PROBLEM TO WORK ON:
Only the lines starting at the one that contains "the horse head" and running to the end should be repeated, exactly as written.

(Labeled-object pointing entries)

***

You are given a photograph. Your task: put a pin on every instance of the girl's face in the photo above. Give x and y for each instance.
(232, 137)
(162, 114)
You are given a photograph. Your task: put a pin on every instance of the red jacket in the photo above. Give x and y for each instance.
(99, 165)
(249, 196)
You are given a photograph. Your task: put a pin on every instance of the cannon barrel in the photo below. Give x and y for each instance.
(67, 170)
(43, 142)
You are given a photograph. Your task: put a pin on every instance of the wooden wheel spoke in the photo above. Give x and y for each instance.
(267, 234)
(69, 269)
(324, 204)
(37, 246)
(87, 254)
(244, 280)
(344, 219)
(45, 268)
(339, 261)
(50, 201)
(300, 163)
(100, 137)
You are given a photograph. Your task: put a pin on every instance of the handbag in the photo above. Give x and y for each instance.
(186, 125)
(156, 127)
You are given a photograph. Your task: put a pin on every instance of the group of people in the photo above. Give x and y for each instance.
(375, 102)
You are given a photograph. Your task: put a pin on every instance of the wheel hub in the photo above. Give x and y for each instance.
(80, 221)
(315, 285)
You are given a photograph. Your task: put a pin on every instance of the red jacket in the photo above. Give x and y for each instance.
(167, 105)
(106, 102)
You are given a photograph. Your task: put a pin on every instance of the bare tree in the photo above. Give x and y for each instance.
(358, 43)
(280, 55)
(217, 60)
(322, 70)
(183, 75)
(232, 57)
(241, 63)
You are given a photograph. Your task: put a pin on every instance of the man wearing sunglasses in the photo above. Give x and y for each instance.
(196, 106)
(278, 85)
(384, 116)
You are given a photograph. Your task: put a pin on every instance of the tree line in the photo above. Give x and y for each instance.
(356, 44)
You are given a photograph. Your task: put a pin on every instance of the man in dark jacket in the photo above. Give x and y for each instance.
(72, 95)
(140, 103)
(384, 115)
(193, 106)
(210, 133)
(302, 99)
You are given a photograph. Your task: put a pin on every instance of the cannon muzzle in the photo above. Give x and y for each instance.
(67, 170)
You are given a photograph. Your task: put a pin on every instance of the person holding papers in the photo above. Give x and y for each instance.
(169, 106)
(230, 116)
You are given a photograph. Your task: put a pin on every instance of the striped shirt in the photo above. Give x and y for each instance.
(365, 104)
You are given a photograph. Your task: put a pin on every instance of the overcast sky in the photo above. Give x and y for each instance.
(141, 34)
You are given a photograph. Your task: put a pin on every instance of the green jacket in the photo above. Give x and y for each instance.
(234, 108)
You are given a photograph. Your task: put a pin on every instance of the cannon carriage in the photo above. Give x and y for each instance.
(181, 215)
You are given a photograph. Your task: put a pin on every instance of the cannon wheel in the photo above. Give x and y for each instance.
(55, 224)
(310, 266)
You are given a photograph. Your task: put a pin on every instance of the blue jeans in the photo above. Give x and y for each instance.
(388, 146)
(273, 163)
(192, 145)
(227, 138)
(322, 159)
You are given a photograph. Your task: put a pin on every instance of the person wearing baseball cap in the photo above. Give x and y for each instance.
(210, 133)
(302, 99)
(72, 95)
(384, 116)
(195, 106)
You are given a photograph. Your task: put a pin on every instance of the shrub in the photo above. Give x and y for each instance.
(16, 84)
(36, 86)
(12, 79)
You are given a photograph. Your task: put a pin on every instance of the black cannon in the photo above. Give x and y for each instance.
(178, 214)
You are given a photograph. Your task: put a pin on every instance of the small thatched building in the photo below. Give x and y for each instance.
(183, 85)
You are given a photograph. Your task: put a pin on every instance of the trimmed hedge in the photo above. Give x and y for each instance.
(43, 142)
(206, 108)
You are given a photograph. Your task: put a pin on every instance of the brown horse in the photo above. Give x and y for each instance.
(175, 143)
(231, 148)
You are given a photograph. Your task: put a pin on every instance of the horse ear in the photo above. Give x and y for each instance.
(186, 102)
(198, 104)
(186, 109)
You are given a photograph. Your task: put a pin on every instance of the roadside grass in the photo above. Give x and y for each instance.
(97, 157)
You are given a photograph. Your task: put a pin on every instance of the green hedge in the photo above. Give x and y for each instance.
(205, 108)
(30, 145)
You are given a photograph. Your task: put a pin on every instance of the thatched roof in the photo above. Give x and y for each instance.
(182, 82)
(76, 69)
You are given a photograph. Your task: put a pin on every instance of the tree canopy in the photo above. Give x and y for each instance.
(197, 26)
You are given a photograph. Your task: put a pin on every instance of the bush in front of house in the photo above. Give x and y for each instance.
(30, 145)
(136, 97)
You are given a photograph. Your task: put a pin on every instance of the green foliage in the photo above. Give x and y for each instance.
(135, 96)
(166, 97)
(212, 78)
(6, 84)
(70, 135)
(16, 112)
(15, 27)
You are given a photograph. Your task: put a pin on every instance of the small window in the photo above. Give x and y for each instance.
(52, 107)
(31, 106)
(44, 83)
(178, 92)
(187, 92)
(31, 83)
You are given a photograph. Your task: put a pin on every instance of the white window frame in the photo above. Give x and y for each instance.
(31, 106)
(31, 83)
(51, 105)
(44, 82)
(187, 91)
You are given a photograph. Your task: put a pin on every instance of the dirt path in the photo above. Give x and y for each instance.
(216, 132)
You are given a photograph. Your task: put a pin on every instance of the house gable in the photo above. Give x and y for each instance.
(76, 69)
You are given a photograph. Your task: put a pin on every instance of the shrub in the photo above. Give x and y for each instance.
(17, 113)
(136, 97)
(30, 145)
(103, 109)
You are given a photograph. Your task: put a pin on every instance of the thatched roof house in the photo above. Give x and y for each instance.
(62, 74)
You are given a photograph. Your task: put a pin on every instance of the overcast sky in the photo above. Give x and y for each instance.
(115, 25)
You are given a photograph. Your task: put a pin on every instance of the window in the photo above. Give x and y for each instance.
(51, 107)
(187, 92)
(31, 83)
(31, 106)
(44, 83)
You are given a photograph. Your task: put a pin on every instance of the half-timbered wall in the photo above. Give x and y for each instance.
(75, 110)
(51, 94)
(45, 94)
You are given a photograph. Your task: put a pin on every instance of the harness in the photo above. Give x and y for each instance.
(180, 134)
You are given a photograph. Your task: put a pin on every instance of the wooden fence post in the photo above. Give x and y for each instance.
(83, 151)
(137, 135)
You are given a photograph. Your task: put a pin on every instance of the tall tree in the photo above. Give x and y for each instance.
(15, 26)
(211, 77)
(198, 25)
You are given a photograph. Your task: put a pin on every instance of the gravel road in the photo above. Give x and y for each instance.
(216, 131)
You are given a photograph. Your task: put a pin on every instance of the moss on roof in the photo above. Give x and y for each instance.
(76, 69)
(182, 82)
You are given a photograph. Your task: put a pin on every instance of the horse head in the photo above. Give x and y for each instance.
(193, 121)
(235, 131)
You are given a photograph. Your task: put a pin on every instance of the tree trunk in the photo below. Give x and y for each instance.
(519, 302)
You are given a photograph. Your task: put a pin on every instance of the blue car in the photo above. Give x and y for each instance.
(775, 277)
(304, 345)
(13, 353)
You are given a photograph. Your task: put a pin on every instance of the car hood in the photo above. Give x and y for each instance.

***

EXERCISE RESULT:
You are given a photograph. Your task: put a pin on every instance of the horse head in the photo above. Give x and y for each instance.
(193, 121)
(235, 131)
You are given a photograph. Your task: put a pin on every instance of the tree trunk in the photo below. Give x and y for each instance.
(519, 302)
You are given a photograph. Your task: put a pin on every instance of the blue car in the photo above. Give x and y for each instance.
(775, 277)
(304, 345)
(13, 353)
You are given a photograph. Your task: put a pin on every instance of the car hood in the photo above. Give x and y for each instance.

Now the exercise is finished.